→ **Исходный текст**:
Ежели я так некаллиграфически написал первое письмо и напутал там что‑то, то вам не следует сердиться. Все это произошло от мгновенного припадка сильнейшей нежности к вам.
Тургенев пробудет в Зинциге до начала августа с. с. Прочтите биографию Curer Bell*, ужасно интересно по интимному представлению литературных воззрений различных лучших кружков современных английских писателей и их отношений. Прощайте, дорогой друг. Изо всех душевных сил жму вашу руку и желаю вам главного – выздоровления. Может, вы напишете тотчас по получению этого письма Тургеневу, напишите, когда будете в Остенде. Может, я застану ваше письмо у него, а вас застану в Остенде, куда я обещал Толстым заехать.
1857 г. Августа 18. Ясная Поляна.
Ясная Поляна, 18 августа.
Драгоценная бабушка!*
На счастье пускаю это письмо в Остенд, хотя и боюсь, что оно вас не застанет; но теперь, сидя один в деревне и невольно перебирая свои воспоминания, вижу, что изо всей моей заграничной жизни воспоминание о вас для меня самое милое, дорогое и серьезное, и мне душой хочется писать вам – живее и ближе воображать вас. Написав это, я долго сидел и думал, не потому, чтоб не знал, что писать, напротив, слишком много хочется вам сказать такого, что не понравится вашей скромности. Вы сами говорите, что в деревне все чувства разрастаются в громадные размеры, и моя дружба к вам здесь разрослась в такую неукладистую дружбищу, что, ежели говорить про нее, вы, пожалуй, скажете опять, что я вечно живу на парадоксах. Ну, да что говорить об этом – вы тем‑то и чудесная бабушка, что вы этого не хотите знать; а в милой Александре Александровне* видите гениальный ум и ученость, а во мне доброту и разные хорошие качества. И что удивительно, что эта непонятная скромность находится где же? в трубе !* Право, это гораздо удивительнее, чем ежели бы соленый огурец вырос на кусте розана.

→ **Задание a**:
Ответьте по тексту выше на вопросы:
(i) До какого времени Тургенев пробудет в Зинциге?
(ii) В какой город отправлено письмо, датированное 18 августа?
(iii) Где, по словам адресата, все чувства разрастаются в громадные размеры?

→ **Исходные данные**:
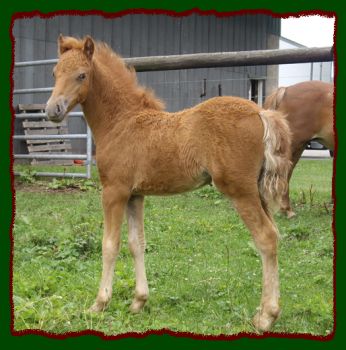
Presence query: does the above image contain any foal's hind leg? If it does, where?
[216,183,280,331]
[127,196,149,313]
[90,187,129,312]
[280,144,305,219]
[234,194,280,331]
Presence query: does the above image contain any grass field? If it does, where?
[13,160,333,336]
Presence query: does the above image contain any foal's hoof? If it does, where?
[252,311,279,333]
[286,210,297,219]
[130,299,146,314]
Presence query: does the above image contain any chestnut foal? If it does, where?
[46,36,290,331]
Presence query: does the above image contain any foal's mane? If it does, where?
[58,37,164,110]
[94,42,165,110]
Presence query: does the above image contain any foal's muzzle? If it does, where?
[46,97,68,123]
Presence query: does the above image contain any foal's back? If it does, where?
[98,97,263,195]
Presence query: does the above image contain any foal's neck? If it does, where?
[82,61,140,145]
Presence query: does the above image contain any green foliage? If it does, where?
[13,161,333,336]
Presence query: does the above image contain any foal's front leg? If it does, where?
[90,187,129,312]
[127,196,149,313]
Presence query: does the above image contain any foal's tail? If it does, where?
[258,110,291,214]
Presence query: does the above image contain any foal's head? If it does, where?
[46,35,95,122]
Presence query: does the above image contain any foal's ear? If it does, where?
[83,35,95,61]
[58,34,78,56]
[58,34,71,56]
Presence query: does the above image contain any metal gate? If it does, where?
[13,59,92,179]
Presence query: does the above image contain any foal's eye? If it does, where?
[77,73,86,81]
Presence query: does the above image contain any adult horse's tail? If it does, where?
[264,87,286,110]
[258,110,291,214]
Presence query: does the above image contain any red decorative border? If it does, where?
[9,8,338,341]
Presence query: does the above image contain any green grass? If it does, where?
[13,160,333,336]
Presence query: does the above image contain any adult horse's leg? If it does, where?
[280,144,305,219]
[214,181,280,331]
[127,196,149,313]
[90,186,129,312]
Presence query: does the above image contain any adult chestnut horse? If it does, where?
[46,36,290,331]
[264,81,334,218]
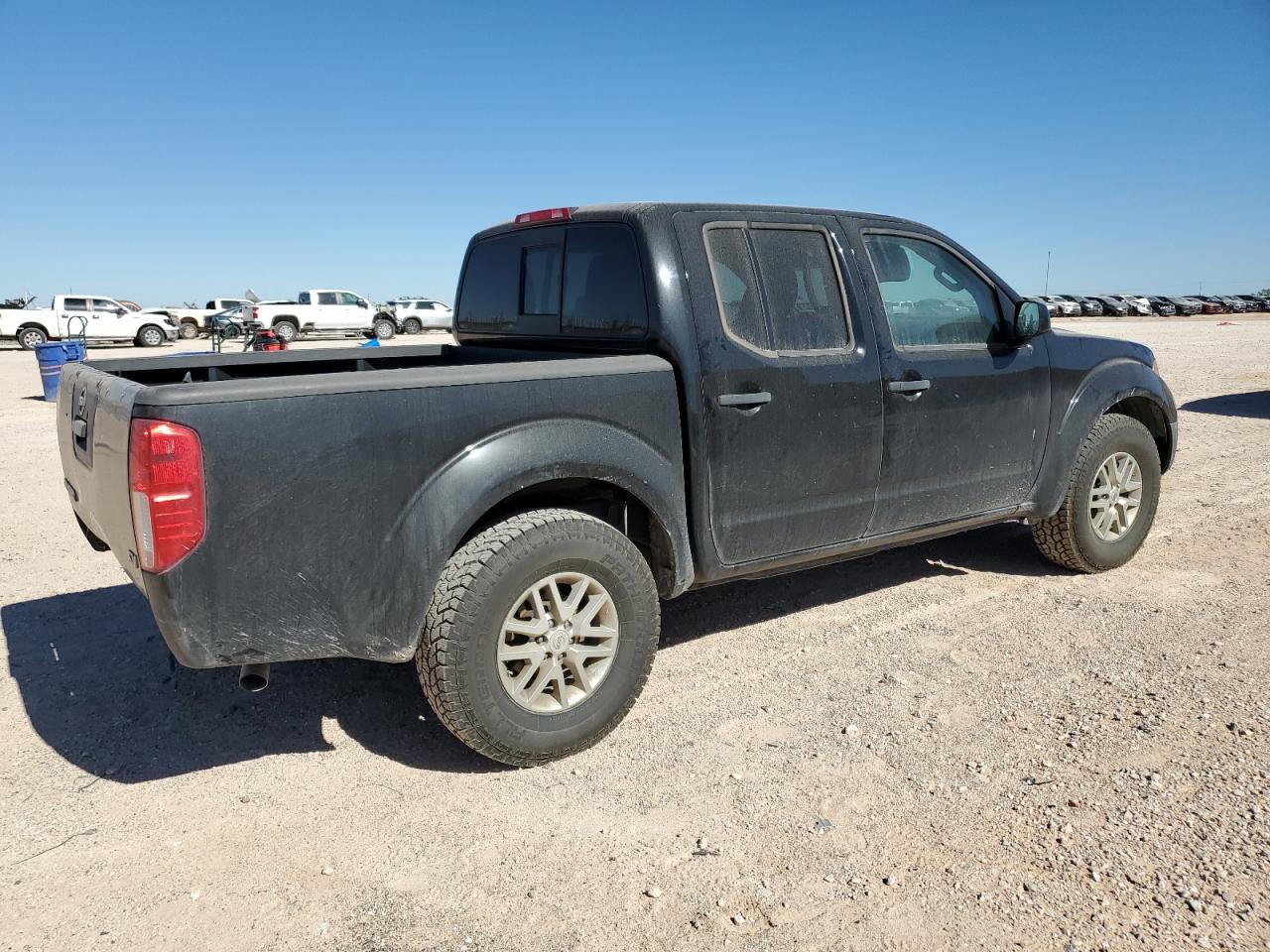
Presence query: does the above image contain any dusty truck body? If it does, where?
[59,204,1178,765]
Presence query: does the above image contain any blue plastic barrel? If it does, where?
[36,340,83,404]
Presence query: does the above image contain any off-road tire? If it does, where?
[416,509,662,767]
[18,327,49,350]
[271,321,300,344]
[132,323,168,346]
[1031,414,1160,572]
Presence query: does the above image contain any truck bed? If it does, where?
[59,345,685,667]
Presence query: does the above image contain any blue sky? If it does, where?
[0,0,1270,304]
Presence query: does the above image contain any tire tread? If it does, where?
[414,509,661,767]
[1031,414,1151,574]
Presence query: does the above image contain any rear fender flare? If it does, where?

→ **Задание b**: Перепишите без изменений строки записей от строки, содержащей «horse's leg? If it does, where?», до конца записей включительно. Изображения в ответ не включайте.

→ **Разбор решения a**:
(i) До начала августа с. с.
(ii) В Остенд.
(iii) В деревне.

→ **Разбор решения b**:
Presence query: does the above image contain any adult horse's leg? If it does, where?
[280,144,305,219]
[214,181,280,331]
[127,196,149,313]
[90,186,129,312]
Presence query: does the above image contain any adult chestnut horse? If it does, where?
[46,36,290,331]
[264,81,334,218]
Presence query: does the above image contain any dusty truck body? If it does, where?
[59,204,1178,765]
Presence query: does the above image contain any blue plastic barrel? If it does, where?
[36,340,83,404]
Presence query: does the above image contain any off-road tire? If it does, where?
[416,509,662,767]
[18,327,49,350]
[271,321,300,344]
[132,323,168,346]
[1031,414,1160,572]
Presence query: does the above image contain any truck bed? If it does, where?
[59,345,685,667]
Presence query: does the above image contain any blue sky? If it does, where?
[0,0,1270,304]
Presence query: does the above image contain any tire tread? If it does, where?
[414,509,661,767]
[1031,414,1151,574]
Presence query: does the above image contain any rear fender flare? If it does, where?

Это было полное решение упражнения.